== What you have to do ==
Counting the line with "112L205 306L366 304L397" as the last one, copy out the lines of the data exactly from the first onward.
==================================================
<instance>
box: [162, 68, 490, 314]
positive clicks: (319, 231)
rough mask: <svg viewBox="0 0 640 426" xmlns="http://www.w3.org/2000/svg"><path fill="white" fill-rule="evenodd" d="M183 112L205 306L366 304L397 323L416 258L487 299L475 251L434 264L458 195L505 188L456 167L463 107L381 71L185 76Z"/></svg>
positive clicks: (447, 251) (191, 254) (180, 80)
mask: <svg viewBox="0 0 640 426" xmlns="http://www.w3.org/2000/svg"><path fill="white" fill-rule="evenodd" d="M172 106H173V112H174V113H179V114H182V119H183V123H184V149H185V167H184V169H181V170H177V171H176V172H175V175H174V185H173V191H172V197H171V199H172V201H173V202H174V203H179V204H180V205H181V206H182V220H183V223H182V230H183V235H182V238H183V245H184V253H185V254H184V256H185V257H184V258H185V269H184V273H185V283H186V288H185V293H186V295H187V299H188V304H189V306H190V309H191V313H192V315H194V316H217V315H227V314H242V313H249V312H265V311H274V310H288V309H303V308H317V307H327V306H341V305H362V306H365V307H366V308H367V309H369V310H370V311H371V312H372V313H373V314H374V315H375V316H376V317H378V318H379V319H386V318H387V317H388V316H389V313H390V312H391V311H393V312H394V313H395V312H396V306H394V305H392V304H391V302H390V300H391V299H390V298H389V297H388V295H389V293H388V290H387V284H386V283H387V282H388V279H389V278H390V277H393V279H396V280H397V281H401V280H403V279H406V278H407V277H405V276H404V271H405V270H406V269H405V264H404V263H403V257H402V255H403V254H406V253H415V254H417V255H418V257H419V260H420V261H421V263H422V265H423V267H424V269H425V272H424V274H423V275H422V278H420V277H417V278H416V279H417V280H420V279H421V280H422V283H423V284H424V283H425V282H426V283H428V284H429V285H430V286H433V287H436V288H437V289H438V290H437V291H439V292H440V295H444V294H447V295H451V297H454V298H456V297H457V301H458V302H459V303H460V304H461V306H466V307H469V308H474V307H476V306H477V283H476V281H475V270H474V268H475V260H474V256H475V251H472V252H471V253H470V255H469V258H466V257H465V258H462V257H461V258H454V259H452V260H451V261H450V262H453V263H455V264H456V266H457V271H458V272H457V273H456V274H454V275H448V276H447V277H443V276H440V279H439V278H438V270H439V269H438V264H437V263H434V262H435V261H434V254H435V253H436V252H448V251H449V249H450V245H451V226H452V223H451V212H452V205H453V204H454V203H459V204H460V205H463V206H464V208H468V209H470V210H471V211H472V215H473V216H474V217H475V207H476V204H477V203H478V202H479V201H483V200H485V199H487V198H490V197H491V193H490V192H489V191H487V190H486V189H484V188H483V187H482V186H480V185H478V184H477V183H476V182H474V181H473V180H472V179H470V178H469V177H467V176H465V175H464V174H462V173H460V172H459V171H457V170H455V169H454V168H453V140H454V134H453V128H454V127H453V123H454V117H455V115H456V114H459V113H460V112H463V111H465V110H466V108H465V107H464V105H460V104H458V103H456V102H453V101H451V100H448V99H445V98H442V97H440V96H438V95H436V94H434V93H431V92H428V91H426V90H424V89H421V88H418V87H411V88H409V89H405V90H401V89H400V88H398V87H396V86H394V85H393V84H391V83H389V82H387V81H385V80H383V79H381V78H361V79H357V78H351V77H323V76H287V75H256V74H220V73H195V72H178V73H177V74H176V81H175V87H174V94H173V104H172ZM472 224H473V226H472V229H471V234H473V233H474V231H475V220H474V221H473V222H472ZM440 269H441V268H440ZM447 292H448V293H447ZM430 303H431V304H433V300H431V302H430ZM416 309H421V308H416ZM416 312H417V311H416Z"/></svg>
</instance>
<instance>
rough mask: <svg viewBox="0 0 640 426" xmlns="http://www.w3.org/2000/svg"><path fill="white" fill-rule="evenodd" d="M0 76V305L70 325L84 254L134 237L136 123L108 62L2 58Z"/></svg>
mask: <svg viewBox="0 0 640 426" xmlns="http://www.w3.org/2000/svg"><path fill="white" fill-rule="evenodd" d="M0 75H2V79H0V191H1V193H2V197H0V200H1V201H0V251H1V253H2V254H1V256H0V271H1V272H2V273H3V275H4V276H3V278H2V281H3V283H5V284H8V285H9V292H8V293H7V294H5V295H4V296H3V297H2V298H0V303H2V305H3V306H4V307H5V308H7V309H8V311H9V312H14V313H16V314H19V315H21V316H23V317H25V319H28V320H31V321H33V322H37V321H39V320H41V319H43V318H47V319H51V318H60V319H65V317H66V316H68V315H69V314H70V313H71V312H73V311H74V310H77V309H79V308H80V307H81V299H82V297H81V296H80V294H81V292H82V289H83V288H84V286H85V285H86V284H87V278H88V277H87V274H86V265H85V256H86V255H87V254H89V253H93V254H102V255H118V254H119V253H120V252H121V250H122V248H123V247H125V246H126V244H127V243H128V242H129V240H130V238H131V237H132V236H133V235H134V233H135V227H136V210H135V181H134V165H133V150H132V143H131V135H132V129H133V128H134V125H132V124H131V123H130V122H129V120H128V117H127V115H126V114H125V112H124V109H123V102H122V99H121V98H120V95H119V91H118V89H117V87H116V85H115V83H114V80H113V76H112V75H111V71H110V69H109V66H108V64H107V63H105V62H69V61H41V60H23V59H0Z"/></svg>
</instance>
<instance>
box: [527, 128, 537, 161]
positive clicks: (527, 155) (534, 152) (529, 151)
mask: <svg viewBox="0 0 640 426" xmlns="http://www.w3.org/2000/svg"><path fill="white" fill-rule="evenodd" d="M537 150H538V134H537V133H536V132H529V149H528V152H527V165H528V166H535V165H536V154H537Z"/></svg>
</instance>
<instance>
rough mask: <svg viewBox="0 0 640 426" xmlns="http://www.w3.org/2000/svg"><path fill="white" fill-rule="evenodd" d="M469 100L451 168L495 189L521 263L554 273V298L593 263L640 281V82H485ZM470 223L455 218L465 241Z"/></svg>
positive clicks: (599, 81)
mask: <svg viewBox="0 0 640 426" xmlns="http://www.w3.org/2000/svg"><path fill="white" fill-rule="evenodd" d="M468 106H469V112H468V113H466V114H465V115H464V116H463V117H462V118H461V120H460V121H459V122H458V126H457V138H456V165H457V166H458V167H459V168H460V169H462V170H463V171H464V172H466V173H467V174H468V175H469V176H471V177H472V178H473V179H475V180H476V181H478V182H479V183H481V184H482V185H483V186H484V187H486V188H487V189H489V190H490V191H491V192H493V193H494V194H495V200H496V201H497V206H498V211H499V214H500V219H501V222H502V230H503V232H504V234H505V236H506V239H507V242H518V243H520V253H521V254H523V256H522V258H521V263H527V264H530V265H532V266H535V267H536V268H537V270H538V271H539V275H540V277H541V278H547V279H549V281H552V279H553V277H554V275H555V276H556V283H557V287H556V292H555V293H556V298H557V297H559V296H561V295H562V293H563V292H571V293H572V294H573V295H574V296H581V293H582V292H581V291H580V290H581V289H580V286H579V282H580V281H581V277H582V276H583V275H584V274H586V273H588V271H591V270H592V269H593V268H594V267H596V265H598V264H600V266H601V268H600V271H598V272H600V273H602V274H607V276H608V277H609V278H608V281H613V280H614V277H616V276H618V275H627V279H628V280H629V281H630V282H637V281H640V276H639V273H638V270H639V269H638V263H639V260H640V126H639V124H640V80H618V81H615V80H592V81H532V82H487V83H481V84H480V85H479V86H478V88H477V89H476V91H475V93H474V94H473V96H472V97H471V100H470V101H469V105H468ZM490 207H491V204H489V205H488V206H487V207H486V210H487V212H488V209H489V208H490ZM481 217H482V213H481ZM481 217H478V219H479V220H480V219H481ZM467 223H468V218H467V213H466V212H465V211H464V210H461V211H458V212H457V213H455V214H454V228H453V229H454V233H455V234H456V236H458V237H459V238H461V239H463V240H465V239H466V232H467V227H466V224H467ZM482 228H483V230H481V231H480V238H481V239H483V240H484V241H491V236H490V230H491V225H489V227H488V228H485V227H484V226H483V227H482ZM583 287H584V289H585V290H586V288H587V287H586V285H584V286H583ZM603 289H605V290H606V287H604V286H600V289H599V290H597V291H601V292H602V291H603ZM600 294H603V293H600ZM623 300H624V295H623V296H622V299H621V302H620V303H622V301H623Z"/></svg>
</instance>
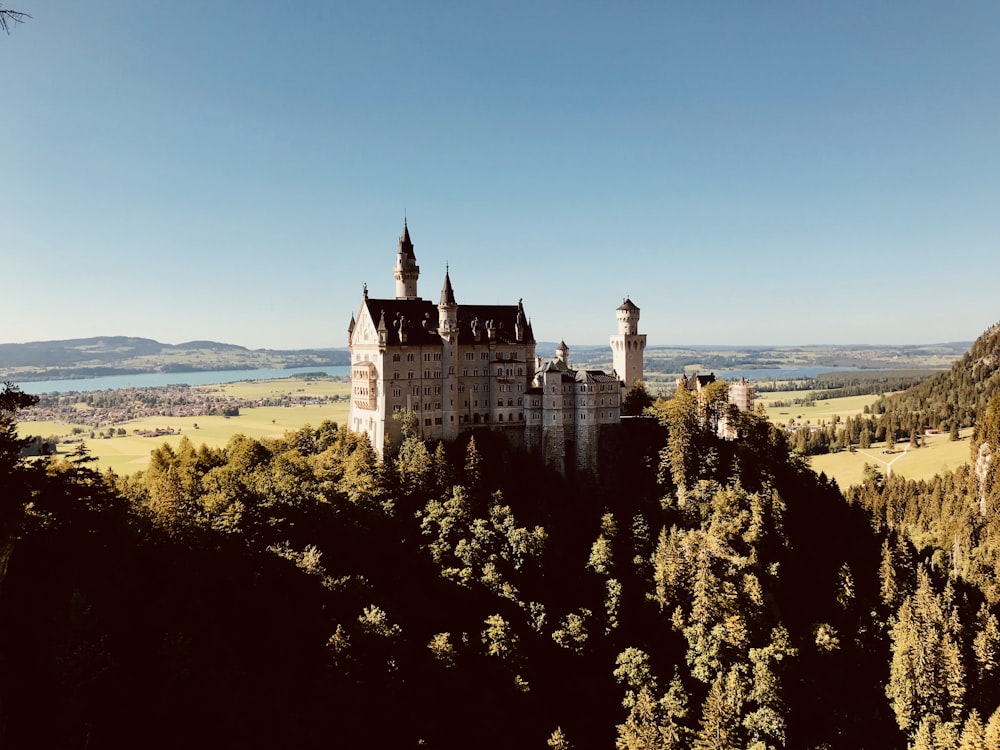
==================================================
== Task output ==
<instance>
box: [162, 68, 490, 314]
positive clicks: (319, 231)
rough mask: <svg viewBox="0 0 640 426" xmlns="http://www.w3.org/2000/svg"><path fill="white" fill-rule="evenodd" d="M183 112L205 306L366 304L397 323L416 258L487 299L475 251L434 264L458 195L505 188L456 167L463 107L381 71L185 76Z"/></svg>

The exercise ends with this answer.